__KUTIPAN SUMBER__
──────────────────────────────

Sekolah Menengah Kejuruan (SMK), bertahan sebagai pencetak rekor pengangguran terbanyak di Indonesia selama beberapa tahun terakhir. Penyebabnya tidak dapat memenuhi syarat kompetensi di pasar tenaga kerja. Sebagai solusinya, Menteri Pendidikan dan Kebudayaan, Nadiem Anwar Makarim, meminta SMK meggelar nikah massal dengan dunia usaha dan industri (DUDI).
Angka pengangguran di Indonesia mencapai 5,01% dari total angkatan kerja per Februari 2020, berkurang dari 4,99% pada periode yang sama tahun 2019. Dalam satu tahun terakhir, pengangguran bertambah sekitar 60.000 orang. Dengan kata lain, dari 100 orang angkatan kerja, ada sekitar 5 orang menganggur.
Data Badan Pusat Statistik (BPS) menunjukkan SMK sudah beberapa tahun terakhir menjadi pencetak pengangguran tertinggi dari semua tingkat pendidikan di Indonesia. Angka pengangguran dari lulusan SMK mencapai 8,49%. Dari universitas sebanyak 5,73%, dari Diploma I/II/III sebanyak 6,76%, SMA sebanyak 6,77%, SMP 5,02% dan SD ke bawah 2,64% dari total lulusan.
Ada beberapa penyebab utama banyaknya lulusan SMK yang tidak diserap oleh dunia usaha dan industri, antara lain kurikulum yang diajarkan sudah tidak relevan dengan DUDI, serta kurangnya kesiapan mental siswa masuk dunia kerja.

──────────────────────────────

__SOAL LATIHAN A__
Tolong sebutkan semua tingkat pendidikan yang disebut dalam teks tentang pengangguran lulusan SMK, beserta angka pengangguran lulusannya.

__DATA HASIL EKSTRAKSI__

──────────────────────────────

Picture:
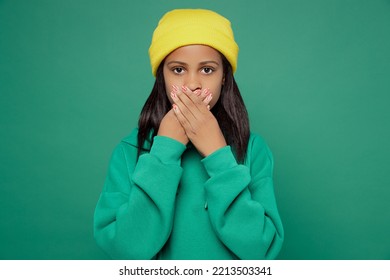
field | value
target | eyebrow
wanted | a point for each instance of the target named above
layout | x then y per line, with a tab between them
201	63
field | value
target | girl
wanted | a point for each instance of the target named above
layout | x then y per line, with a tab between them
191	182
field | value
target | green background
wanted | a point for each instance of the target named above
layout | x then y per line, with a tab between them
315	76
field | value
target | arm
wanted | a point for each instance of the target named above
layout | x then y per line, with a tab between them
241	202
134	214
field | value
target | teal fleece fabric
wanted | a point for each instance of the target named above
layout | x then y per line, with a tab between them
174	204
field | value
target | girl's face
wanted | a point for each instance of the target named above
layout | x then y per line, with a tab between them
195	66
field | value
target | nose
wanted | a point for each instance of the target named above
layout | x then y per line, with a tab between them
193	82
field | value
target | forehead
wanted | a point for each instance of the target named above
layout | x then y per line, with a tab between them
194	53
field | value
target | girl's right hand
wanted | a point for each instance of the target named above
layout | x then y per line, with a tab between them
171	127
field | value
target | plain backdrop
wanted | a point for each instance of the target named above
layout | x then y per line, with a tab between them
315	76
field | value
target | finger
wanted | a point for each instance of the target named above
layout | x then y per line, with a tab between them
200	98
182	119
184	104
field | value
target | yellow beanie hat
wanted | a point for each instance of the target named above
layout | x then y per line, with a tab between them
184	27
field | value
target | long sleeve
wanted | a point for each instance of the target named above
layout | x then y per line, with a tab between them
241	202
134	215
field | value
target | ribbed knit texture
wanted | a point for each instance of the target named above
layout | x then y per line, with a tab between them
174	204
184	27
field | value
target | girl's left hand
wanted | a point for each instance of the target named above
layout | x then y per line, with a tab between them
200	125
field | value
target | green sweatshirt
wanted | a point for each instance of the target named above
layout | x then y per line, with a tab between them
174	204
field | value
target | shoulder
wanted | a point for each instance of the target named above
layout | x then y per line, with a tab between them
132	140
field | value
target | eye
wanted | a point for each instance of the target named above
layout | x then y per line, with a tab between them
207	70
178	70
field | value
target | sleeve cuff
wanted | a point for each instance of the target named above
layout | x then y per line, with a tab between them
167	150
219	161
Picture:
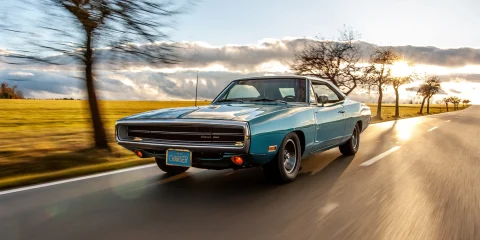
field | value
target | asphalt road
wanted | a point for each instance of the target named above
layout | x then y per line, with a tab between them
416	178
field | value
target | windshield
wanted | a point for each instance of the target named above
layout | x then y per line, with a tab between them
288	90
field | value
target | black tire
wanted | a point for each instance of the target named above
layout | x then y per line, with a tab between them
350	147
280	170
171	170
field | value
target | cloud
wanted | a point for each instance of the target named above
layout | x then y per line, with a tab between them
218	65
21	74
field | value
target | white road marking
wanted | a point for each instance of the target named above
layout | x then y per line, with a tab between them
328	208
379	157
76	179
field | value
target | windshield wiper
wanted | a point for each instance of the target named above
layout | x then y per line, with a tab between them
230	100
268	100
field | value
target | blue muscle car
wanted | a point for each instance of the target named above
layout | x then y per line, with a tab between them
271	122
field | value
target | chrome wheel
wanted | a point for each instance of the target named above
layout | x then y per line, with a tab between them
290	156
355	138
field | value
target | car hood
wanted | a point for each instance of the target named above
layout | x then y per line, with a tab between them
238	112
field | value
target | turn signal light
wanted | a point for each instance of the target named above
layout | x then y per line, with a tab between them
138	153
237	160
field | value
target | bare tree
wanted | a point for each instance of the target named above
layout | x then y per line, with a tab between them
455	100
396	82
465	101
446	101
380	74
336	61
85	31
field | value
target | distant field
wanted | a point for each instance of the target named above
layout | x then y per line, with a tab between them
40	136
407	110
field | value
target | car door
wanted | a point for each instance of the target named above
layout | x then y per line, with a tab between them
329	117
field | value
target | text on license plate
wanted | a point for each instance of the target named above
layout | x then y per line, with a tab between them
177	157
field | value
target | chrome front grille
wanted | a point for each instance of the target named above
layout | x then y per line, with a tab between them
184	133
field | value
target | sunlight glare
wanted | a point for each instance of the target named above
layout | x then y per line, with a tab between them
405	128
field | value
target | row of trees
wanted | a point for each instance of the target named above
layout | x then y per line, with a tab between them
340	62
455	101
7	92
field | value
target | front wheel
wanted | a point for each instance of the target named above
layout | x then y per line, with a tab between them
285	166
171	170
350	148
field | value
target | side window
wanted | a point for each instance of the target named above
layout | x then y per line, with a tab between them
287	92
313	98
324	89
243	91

──────────────────────────────

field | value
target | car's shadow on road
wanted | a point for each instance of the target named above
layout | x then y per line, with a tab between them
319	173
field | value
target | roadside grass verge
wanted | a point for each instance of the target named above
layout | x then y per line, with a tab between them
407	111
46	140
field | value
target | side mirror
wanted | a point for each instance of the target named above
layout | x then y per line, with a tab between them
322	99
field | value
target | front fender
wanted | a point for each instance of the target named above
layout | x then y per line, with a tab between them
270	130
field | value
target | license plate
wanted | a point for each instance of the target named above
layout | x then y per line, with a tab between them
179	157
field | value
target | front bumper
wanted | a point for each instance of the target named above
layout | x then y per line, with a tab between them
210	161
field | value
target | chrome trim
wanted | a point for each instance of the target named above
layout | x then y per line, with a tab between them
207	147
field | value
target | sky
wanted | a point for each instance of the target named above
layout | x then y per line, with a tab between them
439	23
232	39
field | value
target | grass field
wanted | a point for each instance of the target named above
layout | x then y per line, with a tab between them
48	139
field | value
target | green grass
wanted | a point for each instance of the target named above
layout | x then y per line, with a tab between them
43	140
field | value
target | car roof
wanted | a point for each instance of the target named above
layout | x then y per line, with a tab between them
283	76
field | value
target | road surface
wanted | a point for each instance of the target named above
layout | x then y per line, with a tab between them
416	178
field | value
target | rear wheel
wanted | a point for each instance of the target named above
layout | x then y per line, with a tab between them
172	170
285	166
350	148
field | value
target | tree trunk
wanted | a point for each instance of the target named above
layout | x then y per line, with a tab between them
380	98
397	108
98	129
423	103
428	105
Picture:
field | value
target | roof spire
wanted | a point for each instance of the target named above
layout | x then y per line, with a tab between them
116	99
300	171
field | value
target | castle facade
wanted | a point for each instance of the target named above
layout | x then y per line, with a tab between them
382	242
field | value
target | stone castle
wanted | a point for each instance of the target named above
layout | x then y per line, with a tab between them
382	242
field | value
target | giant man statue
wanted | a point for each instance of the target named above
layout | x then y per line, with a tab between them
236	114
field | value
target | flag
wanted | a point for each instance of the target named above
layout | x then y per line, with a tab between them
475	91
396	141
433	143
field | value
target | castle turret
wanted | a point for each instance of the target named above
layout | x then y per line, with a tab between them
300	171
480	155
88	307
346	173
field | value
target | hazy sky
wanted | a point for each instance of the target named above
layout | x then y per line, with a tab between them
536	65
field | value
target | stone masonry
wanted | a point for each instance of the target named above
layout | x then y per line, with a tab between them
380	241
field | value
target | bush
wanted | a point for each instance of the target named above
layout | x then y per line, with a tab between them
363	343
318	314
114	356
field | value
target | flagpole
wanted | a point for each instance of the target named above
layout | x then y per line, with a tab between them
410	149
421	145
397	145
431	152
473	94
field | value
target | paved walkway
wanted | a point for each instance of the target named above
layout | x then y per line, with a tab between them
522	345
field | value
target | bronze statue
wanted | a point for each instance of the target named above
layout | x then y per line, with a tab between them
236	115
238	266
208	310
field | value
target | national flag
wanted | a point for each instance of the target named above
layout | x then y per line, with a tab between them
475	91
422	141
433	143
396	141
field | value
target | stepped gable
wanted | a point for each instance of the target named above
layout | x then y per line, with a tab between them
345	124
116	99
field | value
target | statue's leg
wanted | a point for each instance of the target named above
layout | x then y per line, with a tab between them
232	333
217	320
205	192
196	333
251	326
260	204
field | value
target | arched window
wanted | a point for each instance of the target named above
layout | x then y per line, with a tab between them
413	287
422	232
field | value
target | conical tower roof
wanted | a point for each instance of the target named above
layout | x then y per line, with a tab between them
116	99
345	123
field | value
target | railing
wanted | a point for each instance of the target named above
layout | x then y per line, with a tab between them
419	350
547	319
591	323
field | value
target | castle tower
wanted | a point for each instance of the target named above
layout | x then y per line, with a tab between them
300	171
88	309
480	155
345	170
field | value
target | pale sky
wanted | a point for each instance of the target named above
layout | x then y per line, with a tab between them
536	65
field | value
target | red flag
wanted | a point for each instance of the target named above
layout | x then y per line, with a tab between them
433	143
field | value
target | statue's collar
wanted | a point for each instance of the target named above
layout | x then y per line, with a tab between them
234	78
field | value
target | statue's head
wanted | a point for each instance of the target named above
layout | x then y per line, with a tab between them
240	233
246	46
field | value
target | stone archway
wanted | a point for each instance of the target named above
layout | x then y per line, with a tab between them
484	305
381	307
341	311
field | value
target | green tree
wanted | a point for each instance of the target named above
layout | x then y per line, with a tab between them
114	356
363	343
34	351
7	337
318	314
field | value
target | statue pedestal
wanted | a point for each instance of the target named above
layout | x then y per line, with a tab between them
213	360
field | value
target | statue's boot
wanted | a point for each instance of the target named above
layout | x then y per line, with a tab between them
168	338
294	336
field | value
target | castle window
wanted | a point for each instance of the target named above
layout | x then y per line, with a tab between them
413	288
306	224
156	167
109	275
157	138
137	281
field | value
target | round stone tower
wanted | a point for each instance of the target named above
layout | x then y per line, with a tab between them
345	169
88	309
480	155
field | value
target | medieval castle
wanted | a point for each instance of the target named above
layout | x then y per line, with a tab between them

──────────────────────────────

__SOAL LATIHAN B__
Temukan setiap baris data yang memuat kata "wheel" dan salin baris itu. Huruf besar dan kecil dibedakan.

__PEMBAHASAN JAWABAN A__
- SMK: 8,49%
- Universitas: 5,73%
- Diploma I/II/III: 6,76%
- SMA: 6,77%
- SMP: 5,02%
- SD ke bawah: 2,64%

__PEMBAHASAN JAWABAN B__
target | chrome wheel
target | front wheel
target | rear wheel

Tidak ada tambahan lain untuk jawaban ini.